------ Data for this task ------

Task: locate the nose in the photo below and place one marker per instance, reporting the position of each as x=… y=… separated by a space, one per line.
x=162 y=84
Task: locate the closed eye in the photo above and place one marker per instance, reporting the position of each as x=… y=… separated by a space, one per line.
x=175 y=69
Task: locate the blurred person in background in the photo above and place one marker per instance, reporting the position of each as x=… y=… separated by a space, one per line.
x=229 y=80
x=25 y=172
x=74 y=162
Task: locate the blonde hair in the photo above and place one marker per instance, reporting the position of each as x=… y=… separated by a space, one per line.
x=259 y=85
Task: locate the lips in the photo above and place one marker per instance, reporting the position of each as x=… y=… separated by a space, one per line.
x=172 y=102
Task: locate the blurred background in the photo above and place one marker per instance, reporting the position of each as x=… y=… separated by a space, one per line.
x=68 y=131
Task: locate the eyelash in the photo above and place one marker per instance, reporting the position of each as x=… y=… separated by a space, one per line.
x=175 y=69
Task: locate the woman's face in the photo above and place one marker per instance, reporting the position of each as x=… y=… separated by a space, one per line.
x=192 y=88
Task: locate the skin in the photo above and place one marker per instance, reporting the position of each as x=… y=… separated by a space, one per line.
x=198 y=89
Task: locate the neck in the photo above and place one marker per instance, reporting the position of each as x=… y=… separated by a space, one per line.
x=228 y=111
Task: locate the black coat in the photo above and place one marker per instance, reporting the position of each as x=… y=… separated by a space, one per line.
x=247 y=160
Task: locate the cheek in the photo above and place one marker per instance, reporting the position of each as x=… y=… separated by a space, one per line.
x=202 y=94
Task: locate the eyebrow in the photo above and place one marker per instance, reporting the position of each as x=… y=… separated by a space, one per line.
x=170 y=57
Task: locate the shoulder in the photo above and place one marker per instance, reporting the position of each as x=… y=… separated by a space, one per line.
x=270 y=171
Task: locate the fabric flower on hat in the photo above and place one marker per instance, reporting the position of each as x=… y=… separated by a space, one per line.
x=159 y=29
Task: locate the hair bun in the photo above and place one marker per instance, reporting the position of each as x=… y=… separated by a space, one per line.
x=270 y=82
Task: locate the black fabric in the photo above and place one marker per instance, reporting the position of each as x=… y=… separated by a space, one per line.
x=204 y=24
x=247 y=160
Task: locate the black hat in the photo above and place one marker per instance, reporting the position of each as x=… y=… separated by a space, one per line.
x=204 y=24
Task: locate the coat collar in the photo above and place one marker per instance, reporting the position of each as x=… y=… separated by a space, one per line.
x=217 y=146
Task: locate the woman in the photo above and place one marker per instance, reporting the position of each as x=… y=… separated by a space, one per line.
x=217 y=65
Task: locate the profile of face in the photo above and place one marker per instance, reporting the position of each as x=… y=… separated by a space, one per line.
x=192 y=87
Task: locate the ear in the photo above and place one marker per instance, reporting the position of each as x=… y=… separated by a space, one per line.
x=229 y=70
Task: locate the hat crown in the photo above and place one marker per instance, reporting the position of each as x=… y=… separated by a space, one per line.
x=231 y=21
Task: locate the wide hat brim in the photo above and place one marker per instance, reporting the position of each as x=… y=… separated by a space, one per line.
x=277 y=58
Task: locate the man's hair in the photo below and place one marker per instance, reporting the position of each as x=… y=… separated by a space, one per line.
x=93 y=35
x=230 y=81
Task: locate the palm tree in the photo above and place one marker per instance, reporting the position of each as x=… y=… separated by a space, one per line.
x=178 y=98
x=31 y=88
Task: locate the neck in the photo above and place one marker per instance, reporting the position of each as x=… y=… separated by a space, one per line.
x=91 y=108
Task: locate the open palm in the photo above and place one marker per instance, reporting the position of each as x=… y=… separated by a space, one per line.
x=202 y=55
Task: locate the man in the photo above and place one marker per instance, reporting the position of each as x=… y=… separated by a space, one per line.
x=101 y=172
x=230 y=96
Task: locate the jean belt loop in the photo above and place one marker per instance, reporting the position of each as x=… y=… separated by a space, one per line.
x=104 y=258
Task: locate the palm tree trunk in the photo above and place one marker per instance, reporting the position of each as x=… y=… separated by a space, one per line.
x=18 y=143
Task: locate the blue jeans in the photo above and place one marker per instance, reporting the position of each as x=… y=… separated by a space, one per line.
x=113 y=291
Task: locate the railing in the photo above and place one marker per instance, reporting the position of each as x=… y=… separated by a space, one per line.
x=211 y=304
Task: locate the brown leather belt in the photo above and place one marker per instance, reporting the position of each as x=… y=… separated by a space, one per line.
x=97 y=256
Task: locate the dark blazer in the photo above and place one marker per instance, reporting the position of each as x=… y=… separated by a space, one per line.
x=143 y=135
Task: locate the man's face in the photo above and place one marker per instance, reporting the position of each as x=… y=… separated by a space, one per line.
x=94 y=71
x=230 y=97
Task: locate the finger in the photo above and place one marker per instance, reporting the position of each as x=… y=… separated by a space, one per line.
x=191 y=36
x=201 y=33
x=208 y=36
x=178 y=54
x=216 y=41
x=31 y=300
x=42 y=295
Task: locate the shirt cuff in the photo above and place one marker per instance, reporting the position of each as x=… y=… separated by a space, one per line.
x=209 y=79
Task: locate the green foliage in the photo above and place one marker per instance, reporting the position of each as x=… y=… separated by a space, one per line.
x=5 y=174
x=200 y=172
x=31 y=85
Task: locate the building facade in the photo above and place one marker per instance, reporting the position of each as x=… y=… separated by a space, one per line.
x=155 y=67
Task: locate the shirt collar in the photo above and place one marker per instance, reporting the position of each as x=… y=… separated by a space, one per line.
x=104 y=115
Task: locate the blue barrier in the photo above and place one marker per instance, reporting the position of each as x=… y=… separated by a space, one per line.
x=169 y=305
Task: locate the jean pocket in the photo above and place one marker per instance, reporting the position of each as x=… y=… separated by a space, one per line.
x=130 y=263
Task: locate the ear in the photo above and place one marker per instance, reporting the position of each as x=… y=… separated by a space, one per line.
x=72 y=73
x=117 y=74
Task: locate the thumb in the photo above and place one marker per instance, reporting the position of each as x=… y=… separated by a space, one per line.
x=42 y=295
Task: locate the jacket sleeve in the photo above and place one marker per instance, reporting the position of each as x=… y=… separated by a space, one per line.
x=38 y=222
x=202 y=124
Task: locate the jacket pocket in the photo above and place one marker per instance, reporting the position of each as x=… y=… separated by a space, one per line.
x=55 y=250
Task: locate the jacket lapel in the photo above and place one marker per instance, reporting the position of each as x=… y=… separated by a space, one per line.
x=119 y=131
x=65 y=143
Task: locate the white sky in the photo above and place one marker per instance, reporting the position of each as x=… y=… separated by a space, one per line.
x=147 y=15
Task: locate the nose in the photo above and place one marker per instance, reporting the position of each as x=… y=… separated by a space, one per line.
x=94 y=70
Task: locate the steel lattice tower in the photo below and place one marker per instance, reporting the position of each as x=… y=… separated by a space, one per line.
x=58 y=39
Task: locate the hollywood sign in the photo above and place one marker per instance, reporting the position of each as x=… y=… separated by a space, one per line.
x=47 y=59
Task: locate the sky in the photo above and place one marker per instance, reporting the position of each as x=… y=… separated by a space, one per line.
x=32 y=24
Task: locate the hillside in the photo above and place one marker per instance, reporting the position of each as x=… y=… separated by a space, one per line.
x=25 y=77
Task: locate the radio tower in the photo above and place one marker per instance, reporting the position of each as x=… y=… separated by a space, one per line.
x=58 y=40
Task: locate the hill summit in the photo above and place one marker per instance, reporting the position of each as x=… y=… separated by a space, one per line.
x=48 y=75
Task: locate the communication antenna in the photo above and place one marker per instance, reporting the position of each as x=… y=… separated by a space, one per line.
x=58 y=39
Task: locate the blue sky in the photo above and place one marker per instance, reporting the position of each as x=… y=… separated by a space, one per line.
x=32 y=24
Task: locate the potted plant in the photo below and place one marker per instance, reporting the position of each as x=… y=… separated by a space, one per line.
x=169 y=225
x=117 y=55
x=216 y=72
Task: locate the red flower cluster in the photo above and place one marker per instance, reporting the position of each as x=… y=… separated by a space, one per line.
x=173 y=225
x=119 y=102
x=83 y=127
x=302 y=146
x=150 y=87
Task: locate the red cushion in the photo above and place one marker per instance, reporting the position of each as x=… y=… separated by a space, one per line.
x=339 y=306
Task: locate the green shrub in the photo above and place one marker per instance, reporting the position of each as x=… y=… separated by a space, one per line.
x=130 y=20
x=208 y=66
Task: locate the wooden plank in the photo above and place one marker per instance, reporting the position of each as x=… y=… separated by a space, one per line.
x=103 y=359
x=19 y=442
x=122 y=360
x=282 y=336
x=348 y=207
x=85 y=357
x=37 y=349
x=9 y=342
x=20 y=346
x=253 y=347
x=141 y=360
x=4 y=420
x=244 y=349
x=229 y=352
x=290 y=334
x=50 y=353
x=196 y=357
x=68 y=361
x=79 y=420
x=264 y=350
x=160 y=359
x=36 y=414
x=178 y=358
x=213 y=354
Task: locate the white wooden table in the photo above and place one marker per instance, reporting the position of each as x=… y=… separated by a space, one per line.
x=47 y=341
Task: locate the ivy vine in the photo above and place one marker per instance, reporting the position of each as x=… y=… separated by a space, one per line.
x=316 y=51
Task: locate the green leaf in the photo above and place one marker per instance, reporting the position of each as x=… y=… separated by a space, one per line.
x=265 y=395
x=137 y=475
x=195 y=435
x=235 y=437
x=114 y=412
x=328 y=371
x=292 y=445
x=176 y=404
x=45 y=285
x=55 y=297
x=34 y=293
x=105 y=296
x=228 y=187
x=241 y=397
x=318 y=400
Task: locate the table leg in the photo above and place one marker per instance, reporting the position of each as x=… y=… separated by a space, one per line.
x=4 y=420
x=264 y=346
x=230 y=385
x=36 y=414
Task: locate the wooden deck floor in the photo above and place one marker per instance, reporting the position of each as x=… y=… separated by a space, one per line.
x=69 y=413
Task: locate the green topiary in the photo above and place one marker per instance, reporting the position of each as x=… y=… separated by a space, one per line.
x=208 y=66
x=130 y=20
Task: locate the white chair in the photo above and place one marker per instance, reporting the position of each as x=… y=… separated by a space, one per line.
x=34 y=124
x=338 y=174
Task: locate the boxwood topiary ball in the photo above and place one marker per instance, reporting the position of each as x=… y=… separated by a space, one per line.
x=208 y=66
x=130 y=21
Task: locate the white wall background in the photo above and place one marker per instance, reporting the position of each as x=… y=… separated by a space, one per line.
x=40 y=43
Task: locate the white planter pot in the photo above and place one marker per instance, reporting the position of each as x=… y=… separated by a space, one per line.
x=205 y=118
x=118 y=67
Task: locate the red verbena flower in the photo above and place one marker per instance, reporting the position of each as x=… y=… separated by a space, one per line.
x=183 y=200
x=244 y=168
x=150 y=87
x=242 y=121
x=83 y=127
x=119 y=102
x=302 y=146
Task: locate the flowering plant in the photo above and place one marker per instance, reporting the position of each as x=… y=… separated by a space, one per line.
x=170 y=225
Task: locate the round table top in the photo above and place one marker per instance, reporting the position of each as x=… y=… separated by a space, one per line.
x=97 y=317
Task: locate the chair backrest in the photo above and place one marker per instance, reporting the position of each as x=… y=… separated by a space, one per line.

------

» Brief
Write out, exactly as shown, only the lines running from the one that contains "Task: locate the red verbena" to the last line above.

» Result of the task
Task: locate the red verbena flower in the photo above and place one marker per instance, reporting the position of each as x=… y=… separated by a space, one per line.
x=183 y=200
x=244 y=168
x=150 y=87
x=242 y=121
x=83 y=127
x=119 y=102
x=302 y=146
Task: locate the flowering plant in the photo above and place one marker per instance, reporting the position of each as x=… y=… separated by a space, one per line.
x=170 y=225
Task: locate the round table top in the photo above and place one marker per instance, reporting the position of each as x=… y=… separated by a space, one per line.
x=97 y=317
Task: locate the chair backrest in the photo above and place one marker per instance, reporting the position of each as x=… y=… separated by a space, one per line.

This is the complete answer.